┌─ Input

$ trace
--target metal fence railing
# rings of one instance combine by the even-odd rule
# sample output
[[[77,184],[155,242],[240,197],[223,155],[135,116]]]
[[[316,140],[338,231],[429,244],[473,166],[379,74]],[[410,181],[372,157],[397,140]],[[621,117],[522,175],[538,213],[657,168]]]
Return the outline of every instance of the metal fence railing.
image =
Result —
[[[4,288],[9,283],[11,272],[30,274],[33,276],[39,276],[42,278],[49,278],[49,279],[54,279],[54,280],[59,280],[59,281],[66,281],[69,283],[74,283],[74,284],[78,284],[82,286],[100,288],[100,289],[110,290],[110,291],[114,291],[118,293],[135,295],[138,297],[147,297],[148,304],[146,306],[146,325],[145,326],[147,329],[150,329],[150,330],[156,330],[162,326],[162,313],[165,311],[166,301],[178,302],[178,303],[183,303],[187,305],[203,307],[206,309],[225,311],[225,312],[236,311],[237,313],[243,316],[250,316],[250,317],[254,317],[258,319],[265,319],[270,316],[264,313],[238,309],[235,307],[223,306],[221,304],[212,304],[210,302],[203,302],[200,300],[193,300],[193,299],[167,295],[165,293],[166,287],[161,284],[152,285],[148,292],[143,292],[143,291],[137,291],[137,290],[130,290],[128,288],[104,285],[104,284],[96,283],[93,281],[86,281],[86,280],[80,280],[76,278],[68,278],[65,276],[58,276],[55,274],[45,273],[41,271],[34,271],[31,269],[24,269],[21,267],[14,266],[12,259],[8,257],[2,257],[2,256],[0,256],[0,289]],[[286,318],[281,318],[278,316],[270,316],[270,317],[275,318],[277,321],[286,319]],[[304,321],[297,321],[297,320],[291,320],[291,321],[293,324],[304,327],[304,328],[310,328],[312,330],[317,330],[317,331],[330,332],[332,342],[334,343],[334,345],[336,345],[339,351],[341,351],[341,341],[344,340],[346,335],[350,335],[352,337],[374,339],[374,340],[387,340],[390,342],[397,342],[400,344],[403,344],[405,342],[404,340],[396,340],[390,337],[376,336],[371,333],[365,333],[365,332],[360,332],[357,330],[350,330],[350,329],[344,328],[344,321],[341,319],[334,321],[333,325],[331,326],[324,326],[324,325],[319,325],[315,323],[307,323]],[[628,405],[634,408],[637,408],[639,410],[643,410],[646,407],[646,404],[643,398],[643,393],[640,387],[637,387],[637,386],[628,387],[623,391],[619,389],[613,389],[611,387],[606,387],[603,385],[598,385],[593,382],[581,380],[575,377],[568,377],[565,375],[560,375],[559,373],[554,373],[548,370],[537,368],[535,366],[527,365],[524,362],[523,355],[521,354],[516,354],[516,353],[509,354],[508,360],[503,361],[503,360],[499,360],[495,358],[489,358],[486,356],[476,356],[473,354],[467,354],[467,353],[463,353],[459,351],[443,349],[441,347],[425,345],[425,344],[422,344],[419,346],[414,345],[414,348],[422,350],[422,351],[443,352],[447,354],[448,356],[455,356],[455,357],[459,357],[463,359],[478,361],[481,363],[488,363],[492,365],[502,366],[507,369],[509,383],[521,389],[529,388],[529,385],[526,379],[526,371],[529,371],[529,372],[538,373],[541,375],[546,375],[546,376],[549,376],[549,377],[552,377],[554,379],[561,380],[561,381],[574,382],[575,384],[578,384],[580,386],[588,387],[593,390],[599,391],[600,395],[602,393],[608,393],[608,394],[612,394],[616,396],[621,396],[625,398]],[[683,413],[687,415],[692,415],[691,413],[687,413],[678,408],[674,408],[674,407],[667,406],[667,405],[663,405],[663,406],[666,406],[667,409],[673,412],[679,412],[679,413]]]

└─

_Task to carry out_:
For this exercise, give the entries above again with no difference at all.

_Solution to this task_:
$ trace
--target metal fence railing
# rings of one instance combine by the even-odd rule
# sample output
[[[77,184],[155,242],[240,197],[223,155],[135,116]]]
[[[316,140],[338,231],[429,244],[473,166],[379,74]],[[410,181],[372,157],[397,140]],[[621,117],[522,175],[538,213],[657,168]]]
Return the outline of every instance of the metal fence railing.
image =
Result —
[[[4,288],[9,283],[11,272],[30,274],[33,276],[39,276],[42,278],[49,278],[49,279],[54,279],[54,280],[59,280],[59,281],[66,281],[69,283],[74,283],[74,284],[78,284],[82,286],[100,288],[100,289],[110,290],[110,291],[114,291],[118,293],[135,295],[138,297],[147,297],[148,304],[146,306],[146,325],[145,326],[147,329],[150,329],[150,330],[156,330],[162,326],[162,313],[165,311],[166,301],[178,302],[178,303],[183,303],[187,305],[203,307],[206,309],[225,311],[225,312],[236,311],[237,313],[243,316],[250,316],[250,317],[254,317],[258,319],[265,319],[270,316],[264,313],[238,309],[235,307],[223,306],[221,304],[212,304],[210,302],[203,302],[200,300],[193,300],[193,299],[167,295],[165,293],[166,287],[161,284],[152,285],[148,292],[143,292],[143,291],[137,291],[137,290],[130,290],[128,288],[104,285],[104,284],[96,283],[93,281],[86,281],[86,280],[80,280],[76,278],[68,278],[65,276],[58,276],[55,274],[45,273],[41,271],[34,271],[31,269],[24,269],[21,267],[14,266],[12,259],[8,257],[2,257],[2,256],[0,256],[0,289]],[[286,318],[281,318],[278,316],[270,316],[270,317],[275,318],[277,321],[286,319]],[[304,321],[297,321],[297,320],[291,320],[291,321],[293,324],[304,327],[304,328],[310,328],[312,330],[317,330],[317,331],[330,332],[332,342],[334,343],[334,345],[336,345],[339,351],[341,351],[341,341],[344,340],[346,335],[350,335],[352,337],[374,339],[374,340],[387,340],[390,342],[397,342],[400,344],[403,344],[405,342],[404,340],[396,340],[390,337],[376,336],[371,333],[365,333],[365,332],[360,332],[357,330],[350,330],[350,329],[344,328],[344,321],[341,319],[334,321],[333,325],[331,326],[324,326],[324,325],[319,325],[315,323],[307,323]],[[628,405],[634,408],[637,408],[639,410],[643,410],[646,407],[646,404],[643,398],[643,393],[640,387],[637,387],[637,386],[628,387],[623,391],[619,389],[613,389],[611,387],[606,387],[603,385],[598,385],[593,382],[581,380],[575,377],[568,377],[565,375],[560,375],[559,373],[554,373],[548,370],[537,368],[535,366],[527,365],[524,362],[523,355],[521,354],[516,354],[516,353],[509,354],[508,360],[503,361],[503,360],[499,360],[495,358],[489,358],[486,356],[476,356],[473,354],[467,354],[467,353],[463,353],[459,351],[443,349],[441,347],[425,345],[425,344],[422,344],[419,346],[414,345],[414,348],[422,350],[422,351],[443,352],[447,354],[448,356],[455,356],[455,357],[459,357],[463,359],[478,361],[481,363],[488,363],[492,365],[502,366],[507,369],[509,383],[521,389],[529,388],[529,385],[526,379],[526,371],[529,371],[529,372],[538,373],[541,375],[546,375],[546,376],[549,376],[549,377],[552,377],[554,379],[561,380],[561,381],[574,382],[575,384],[578,384],[580,386],[588,387],[593,390],[599,391],[600,395],[602,393],[608,393],[608,394],[612,394],[616,396],[621,396],[625,398]],[[683,413],[687,415],[692,415],[691,413],[687,413],[678,408],[674,408],[674,407],[667,406],[667,405],[663,405],[663,406],[666,406],[667,409],[673,412],[679,412],[679,413]]]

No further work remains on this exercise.